▶ _TEXT SECTION_
Since February, all design, R&D, production, supply chain and organizational management functions directly report to me.

I believe that these shifts will significantly improve our planning capabilities and lift the efficiency of our decision-making and execution in the coming months.

More importantly, these adjustments have effectively refreshed our execution and competitiveness. For the foreseeable future, I will remain focused on lifting the labor efficiency across our organization by multiple times so as to generate increased customer value with the same headcount, and greatly reduce costs across a full range of processes through technology innovation.

Product planning and design

With regard to our product planning and design, we concentrate on customer-perceived value and product differentiation in our innovation. We will make substantial changes to future products' model configuration mix, whole-vehicle modularized design and consistency in smart features.

In terms of interior and exterior styling and design, to meet XPeng customers' high standards for aesthetics, I am directly running the styling design division and building three teams that compete with each other to generate creative ideas.

These initiatives will continuously improve our interior and exterior styling and space design capabilities.

Customer-centric

We incorporated the Net Promoter Score, or NPS, into the core performance indicators for a variety of business functions and require feedback collection on a monthly basis.

The NPS performance evaluation will anchor the transformation of our product planning, design and development toward a customer-centric pathway. I believe our new products, new OTAs and new services-to-come will demonstrate substantial progress.

New P7i launch

Our in-store traffic and test-driving volume both hit new heights in recent months following the P7i's launch. This new product's smart features, styling design and performance, among other clear advantages in rivalry with similar products were well received among customers.

Amid the market's prevailing weakness in new order intake, our results outperformed the market. Our new order intake in February increased 100% over the previous month.

With the strong momentum of P7i orders following its official launch, we expect to see a considerable month-on-month growth of total new order intake in our March. This marks an initial success following our comprehensive transformation, which has also boosted our company morale.

New SUV G6

Our second new product model coming up this year – the G6 – will make its debut at the Shanghai auto show. Its official launch and vehicle deliveries will occur around the middle of this year.

The G6 will bring the most advanced electrification and smart mobility technologies to the 200,000 to 300,000 yuan-priced NEV SUV market. With unrivaled interior space, range, styling and interior decoration, we believe the G6 will become the top-selling model in its market segment.

Following the ramp-up of G6's mass production, we expect G6's monthly sales target to be 2 to 3 times that of its P7 predecessor's sales.

▶ _PARTS OF THE EXERCISE_
a. List every section heading that appears in the XPeng update.
b. Reproduce the part of the XPeng update between "In terms of" and "generate creative ideas.", inclusive, word for word.

▶ _RECORDS SHOWN_
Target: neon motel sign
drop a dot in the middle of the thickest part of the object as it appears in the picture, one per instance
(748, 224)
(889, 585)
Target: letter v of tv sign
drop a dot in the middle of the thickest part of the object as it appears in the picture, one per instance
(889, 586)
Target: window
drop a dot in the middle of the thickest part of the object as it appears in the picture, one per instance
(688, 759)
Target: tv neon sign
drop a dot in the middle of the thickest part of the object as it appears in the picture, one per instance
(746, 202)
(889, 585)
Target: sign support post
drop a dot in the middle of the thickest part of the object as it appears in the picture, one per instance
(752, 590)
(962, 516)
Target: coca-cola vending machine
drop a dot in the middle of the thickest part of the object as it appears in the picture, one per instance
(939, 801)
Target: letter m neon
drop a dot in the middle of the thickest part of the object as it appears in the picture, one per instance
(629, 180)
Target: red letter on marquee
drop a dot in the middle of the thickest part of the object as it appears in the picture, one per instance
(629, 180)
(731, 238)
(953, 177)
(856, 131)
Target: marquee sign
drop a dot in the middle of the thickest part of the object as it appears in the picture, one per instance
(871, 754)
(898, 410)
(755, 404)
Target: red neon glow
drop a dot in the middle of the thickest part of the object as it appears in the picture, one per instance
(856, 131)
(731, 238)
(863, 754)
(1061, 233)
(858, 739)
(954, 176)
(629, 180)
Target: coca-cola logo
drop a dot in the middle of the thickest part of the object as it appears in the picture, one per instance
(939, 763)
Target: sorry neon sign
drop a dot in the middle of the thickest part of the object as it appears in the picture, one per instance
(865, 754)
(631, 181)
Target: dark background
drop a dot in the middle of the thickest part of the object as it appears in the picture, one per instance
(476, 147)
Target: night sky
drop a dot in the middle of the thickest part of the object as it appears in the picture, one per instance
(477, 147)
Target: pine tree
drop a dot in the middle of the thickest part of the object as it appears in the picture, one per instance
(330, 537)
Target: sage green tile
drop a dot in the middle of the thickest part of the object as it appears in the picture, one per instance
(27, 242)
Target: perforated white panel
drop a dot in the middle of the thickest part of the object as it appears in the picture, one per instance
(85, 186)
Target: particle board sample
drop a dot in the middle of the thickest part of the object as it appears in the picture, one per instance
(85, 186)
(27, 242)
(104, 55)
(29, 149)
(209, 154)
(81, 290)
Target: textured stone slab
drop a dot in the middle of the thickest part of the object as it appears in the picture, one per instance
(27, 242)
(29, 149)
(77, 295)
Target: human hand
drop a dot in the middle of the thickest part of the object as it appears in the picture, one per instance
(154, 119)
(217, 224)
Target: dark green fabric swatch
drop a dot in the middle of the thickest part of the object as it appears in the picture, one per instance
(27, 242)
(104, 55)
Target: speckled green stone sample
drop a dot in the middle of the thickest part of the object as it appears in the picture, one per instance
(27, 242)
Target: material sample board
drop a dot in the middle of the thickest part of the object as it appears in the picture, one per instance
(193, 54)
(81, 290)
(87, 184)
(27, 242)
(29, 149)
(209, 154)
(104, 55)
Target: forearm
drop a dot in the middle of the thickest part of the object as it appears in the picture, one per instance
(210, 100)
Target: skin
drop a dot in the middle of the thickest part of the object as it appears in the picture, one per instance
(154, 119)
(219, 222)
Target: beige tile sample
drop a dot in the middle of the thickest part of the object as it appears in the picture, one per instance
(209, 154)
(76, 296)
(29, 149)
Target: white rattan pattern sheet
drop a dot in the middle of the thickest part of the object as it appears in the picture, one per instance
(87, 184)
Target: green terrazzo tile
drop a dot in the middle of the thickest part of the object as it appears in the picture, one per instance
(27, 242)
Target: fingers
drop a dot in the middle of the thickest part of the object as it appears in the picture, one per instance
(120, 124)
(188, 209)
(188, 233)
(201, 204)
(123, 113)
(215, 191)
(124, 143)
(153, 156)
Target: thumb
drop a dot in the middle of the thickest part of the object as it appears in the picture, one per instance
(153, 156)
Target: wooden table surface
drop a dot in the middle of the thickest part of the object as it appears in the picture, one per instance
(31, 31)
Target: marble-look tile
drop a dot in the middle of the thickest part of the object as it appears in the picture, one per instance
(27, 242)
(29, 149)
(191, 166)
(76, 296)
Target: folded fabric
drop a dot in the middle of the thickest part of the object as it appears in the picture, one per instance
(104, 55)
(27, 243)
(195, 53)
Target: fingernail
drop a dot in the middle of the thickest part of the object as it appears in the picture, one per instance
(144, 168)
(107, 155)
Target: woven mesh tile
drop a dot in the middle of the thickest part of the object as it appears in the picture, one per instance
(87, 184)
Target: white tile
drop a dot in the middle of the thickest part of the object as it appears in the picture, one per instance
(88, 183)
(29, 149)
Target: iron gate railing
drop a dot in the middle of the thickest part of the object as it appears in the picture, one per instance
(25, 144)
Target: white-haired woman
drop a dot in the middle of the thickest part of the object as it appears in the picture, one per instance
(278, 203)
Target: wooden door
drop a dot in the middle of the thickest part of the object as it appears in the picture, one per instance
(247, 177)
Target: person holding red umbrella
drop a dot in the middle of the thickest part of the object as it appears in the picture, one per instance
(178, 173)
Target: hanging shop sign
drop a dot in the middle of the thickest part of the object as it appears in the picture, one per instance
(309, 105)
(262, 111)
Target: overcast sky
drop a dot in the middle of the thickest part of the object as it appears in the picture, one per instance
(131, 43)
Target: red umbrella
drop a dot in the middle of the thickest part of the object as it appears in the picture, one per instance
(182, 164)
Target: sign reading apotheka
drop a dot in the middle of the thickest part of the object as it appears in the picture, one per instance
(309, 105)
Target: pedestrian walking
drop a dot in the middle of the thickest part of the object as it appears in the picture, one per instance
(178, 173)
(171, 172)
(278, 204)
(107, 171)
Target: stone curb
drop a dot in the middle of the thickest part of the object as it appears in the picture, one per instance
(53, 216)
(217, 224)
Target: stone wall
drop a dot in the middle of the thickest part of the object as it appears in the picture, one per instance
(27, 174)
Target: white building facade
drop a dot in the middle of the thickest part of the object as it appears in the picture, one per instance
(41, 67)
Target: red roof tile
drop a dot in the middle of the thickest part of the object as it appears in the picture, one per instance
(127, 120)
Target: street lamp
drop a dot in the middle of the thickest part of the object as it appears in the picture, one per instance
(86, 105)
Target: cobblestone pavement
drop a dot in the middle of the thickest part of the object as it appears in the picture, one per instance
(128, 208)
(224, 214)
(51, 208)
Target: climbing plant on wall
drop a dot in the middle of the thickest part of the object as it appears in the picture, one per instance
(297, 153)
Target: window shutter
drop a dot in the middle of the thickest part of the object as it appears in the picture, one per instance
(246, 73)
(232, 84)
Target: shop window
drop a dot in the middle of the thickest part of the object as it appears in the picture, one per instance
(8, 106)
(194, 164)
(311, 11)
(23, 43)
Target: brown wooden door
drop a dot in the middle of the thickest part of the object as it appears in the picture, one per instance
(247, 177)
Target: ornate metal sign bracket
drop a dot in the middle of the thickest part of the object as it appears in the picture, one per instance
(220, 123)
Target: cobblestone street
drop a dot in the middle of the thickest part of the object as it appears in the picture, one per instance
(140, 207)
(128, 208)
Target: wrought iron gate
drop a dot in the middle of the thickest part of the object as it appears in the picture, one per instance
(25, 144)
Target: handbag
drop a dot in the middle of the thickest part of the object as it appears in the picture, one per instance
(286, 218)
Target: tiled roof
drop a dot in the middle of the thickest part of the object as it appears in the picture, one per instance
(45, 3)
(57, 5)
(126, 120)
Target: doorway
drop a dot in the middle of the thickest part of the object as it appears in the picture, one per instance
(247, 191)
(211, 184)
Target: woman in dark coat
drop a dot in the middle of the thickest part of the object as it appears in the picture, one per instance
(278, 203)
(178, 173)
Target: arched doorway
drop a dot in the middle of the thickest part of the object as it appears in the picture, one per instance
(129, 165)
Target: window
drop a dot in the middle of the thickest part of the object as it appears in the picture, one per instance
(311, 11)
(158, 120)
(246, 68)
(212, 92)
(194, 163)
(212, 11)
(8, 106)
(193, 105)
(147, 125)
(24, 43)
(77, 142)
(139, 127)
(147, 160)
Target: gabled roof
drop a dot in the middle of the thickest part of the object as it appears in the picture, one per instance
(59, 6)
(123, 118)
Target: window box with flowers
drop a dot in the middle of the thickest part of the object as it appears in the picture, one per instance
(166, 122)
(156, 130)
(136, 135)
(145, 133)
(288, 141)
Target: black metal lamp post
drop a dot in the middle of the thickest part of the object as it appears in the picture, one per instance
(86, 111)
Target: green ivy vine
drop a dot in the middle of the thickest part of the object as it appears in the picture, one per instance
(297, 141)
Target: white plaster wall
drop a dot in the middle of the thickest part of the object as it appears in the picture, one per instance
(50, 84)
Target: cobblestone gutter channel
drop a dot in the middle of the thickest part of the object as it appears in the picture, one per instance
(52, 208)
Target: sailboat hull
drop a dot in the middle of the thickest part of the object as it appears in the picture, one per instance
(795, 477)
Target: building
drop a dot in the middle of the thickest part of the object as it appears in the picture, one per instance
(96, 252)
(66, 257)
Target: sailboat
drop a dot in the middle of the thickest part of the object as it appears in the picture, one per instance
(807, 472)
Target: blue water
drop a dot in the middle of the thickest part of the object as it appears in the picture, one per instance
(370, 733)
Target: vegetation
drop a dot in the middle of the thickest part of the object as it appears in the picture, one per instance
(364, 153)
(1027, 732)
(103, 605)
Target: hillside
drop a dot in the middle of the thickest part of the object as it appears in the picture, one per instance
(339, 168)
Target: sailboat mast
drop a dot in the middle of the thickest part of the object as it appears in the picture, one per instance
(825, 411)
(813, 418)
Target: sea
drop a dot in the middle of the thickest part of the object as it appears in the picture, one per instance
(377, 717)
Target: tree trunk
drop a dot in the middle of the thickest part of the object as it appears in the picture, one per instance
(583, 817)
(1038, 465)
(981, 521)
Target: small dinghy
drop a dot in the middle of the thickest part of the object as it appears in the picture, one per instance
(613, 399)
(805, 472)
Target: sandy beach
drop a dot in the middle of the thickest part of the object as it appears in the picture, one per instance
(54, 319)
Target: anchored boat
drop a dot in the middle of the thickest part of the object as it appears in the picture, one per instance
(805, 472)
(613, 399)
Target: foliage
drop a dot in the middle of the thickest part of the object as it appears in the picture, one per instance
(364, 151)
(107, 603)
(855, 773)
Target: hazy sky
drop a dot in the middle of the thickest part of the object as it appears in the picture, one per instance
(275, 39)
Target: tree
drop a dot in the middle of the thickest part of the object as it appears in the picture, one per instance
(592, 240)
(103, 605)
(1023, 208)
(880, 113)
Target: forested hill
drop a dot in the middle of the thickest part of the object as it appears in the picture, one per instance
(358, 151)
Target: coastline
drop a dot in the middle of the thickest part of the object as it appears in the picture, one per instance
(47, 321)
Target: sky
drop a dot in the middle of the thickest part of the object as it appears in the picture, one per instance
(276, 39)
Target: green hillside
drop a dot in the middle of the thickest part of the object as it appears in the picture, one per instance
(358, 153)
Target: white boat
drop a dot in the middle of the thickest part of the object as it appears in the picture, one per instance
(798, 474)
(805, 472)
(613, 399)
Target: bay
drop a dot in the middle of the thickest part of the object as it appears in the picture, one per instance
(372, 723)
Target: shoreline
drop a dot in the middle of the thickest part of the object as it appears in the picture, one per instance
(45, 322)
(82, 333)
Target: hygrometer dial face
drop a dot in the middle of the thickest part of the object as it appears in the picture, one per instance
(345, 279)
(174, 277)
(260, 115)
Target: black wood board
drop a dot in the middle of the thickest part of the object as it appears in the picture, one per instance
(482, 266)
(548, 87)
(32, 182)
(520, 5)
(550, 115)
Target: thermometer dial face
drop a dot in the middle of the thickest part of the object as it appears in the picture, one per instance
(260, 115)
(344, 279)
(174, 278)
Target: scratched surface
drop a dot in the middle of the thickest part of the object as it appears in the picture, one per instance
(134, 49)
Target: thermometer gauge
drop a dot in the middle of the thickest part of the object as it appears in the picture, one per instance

▶ _YOUR WRITTEN ANSWERS_
a.
Product planning and design
Customer-centric
New P7i launch
New SUV G6

b.
In terms of interior and exterior styling and design, to meet XPeng customers' high standards for aesthetics, I am directly running the styling design division and building three teams that compete with each other to generate creative ideas.